• [Task instructions]: Return the data exactly, with all pictures removed.

• [Data for analysis]:
********************

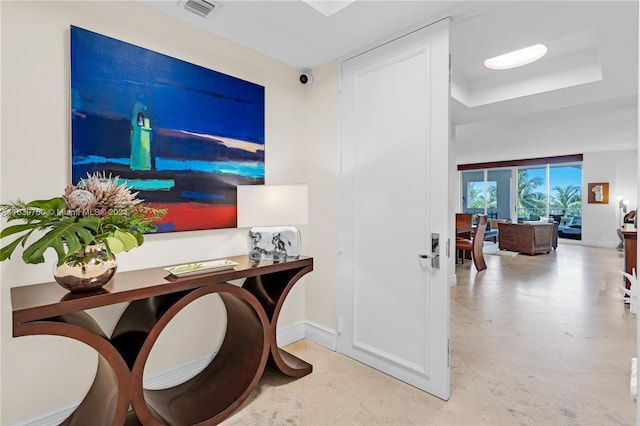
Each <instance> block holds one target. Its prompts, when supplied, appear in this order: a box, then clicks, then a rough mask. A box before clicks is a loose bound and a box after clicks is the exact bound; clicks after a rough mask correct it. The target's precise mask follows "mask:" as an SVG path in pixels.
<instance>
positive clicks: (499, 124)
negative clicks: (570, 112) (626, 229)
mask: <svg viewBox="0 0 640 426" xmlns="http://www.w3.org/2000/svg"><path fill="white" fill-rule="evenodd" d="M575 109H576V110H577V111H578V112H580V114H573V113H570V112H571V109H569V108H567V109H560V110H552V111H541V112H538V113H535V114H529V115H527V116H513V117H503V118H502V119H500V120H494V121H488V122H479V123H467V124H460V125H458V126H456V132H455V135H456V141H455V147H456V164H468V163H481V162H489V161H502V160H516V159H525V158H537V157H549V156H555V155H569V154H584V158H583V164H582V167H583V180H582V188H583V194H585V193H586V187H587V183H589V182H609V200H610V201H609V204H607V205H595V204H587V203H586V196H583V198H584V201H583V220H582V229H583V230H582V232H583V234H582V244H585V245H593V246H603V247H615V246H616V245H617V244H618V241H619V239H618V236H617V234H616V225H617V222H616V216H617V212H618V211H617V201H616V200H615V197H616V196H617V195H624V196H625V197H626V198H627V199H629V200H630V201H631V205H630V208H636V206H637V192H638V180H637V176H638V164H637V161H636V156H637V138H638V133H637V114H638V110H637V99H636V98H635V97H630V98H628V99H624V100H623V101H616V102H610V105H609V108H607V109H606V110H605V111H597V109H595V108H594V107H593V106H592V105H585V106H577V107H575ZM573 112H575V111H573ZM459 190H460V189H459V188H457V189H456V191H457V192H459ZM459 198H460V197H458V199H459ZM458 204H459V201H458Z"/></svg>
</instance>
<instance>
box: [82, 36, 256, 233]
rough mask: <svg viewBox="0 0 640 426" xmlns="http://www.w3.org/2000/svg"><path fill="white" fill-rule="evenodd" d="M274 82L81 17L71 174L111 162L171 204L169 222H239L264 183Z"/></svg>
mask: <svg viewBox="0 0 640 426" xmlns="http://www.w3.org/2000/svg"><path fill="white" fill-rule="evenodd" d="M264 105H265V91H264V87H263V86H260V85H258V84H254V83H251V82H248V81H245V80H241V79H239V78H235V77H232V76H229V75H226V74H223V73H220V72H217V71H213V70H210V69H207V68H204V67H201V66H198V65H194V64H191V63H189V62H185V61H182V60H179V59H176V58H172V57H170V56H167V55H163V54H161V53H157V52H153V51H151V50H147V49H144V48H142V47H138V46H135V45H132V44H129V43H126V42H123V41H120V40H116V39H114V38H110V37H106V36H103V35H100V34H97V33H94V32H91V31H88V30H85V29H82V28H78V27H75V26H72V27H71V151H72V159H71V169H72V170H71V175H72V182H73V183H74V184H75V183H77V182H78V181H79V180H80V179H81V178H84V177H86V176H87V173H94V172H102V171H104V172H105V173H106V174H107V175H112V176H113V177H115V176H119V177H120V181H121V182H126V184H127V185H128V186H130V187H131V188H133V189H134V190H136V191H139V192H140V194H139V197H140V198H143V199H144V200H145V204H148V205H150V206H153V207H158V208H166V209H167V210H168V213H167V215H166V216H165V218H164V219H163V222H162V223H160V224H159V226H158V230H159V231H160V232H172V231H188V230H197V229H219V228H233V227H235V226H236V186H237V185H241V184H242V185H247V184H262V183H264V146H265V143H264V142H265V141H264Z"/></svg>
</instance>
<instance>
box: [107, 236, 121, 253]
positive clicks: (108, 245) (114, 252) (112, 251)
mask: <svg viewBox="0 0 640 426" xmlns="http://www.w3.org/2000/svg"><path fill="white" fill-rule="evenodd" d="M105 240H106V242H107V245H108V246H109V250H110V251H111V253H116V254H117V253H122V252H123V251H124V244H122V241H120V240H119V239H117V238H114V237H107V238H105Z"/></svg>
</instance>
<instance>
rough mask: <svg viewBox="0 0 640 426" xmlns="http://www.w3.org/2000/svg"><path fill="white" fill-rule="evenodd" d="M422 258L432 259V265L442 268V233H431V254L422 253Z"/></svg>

********************

• [Expected answer]:
Each <instance> block holds one target. Its prompts, when supplied, appear in this order: a box, then clicks, then a rough mask. A box before clicks is a loose bound and a box after clicks is the exact bound; clicks after a rough mask correct it. The target's precise mask follows "mask:" as an SVG path in pixels.
<instance>
positive clicks: (499, 124)
negative clicks: (570, 112) (626, 229)
mask: <svg viewBox="0 0 640 426" xmlns="http://www.w3.org/2000/svg"><path fill="white" fill-rule="evenodd" d="M575 109H576V110H577V111H578V112H580V114H573V113H570V112H571V109H569V108H567V109H560V110H552V111H541V112H538V113H535V114H529V115H527V116H513V117H503V118H502V119H500V120H494V121H488V122H479V123H467V124H460V125H458V126H456V132H455V135H456V141H455V147H456V164H468V163H481V162H489V161H502V160H516V159H525V158H537V157H549V156H555V155H569V154H584V158H583V164H582V167H583V180H582V188H583V194H585V193H586V187H587V183H589V182H609V200H610V201H609V204H607V205H595V204H587V203H586V196H583V198H584V201H583V220H582V229H583V230H582V232H583V234H582V244H585V245H593V246H603V247H615V246H616V245H617V244H618V241H619V239H618V236H617V234H616V225H617V222H616V216H617V212H618V211H617V201H616V200H615V197H616V196H617V195H624V196H625V197H626V198H627V199H629V200H630V201H631V205H630V208H636V206H637V192H638V180H637V176H638V164H637V161H636V156H637V138H638V133H637V114H638V110H637V99H636V98H635V97H630V98H628V99H624V100H623V101H616V102H610V105H609V108H607V109H606V110H605V111H597V109H595V108H594V107H593V106H592V105H585V106H577V107H575ZM573 112H575V111H573ZM459 190H460V189H459V188H457V189H456V191H457V192H459ZM459 198H460V197H458V199H459ZM458 204H459V201H458Z"/></svg>
</instance>
<instance>
box: [82, 36, 256, 233]
rough mask: <svg viewBox="0 0 640 426" xmlns="http://www.w3.org/2000/svg"><path fill="white" fill-rule="evenodd" d="M274 82L81 17L71 174L111 162L171 204L169 222H239L264 183Z"/></svg>
mask: <svg viewBox="0 0 640 426" xmlns="http://www.w3.org/2000/svg"><path fill="white" fill-rule="evenodd" d="M264 105H265V91H264V87H263V86H260V85H258V84H254V83H251V82H248V81H245V80H241V79H239V78H235V77H232V76H229V75H226V74H223V73H220V72H217V71H213V70H210V69H207V68H204V67H201V66H198V65H194V64H191V63H189V62H185V61H182V60H179V59H176V58H172V57H170V56H167V55H163V54H161V53H157V52H153V51H151V50H147V49H144V48H142V47H138V46H135V45H132V44H129V43H126V42H123V41H120V40H116V39H114V38H110V37H106V36H103V35H100V34H97V33H94V32H91V31H88V30H85V29H82V28H78V27H75V26H72V27H71V151H72V159H71V169H72V170H71V175H72V182H73V183H74V184H75V183H77V182H78V181H79V180H80V179H81V178H84V177H86V176H87V173H94V172H102V171H104V172H105V173H106V174H107V175H112V176H113V177H115V176H119V177H120V181H121V182H126V184H127V185H128V186H130V187H131V188H133V189H134V190H136V191H139V192H140V194H139V197H140V198H143V199H144V200H145V204H148V205H150V206H153V207H158V208H166V209H167V210H168V213H167V215H166V216H165V218H164V219H163V222H162V223H160V224H159V226H158V230H159V231H160V232H172V231H188V230H197V229H219V228H233V227H235V226H236V186H237V185H241V184H242V185H247V184H262V183H264V146H265V143H264V142H265V141H264Z"/></svg>
</instance>
<instance>
box: [107, 236, 121, 253]
positive clicks: (108, 245) (114, 252) (112, 251)
mask: <svg viewBox="0 0 640 426" xmlns="http://www.w3.org/2000/svg"><path fill="white" fill-rule="evenodd" d="M105 240H106V242H107V245H108V246H109V250H110V251H111V253H116V254H117V253H122V252H123V251H124V244H122V241H120V240H119V239H117V238H114V237H107V238H105Z"/></svg>
</instance>
<instance>
rough mask: <svg viewBox="0 0 640 426" xmlns="http://www.w3.org/2000/svg"><path fill="white" fill-rule="evenodd" d="M422 258L432 259V265L442 268V233H431V254L422 253Z"/></svg>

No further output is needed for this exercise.